- To do -
Below is a listing. Copy each line of it that holds the word "giving".

Extracted information: Begin

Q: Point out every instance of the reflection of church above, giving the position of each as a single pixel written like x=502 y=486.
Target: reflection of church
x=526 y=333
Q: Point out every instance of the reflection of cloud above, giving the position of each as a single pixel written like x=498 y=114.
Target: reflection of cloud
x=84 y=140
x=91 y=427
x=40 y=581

Extracted information: End
Extracted information: Begin

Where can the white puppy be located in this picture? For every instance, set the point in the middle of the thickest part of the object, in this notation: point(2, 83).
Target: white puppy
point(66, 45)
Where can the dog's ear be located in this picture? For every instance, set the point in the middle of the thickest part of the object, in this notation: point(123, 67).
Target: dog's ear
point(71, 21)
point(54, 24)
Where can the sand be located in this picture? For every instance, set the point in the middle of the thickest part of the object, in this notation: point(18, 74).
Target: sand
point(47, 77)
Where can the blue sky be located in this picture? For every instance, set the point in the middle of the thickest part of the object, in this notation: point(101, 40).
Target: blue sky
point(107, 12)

Extracted information: End
Extracted information: Begin

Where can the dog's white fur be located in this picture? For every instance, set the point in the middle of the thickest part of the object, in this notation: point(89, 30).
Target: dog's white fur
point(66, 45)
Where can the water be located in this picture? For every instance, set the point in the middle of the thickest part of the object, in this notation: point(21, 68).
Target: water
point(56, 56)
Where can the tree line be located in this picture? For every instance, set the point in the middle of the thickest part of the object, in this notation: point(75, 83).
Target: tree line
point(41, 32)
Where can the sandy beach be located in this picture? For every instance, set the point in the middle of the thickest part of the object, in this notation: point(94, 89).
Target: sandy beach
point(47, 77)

Extracted information: End

- Response -
Q: Point out every instance of the reflection of church above, giving the position of each as a single pixel written like x=502 y=486.
Q: Point out every instance of the reflection of cloud above, giving the position of each as a single pixel written like x=498 y=114.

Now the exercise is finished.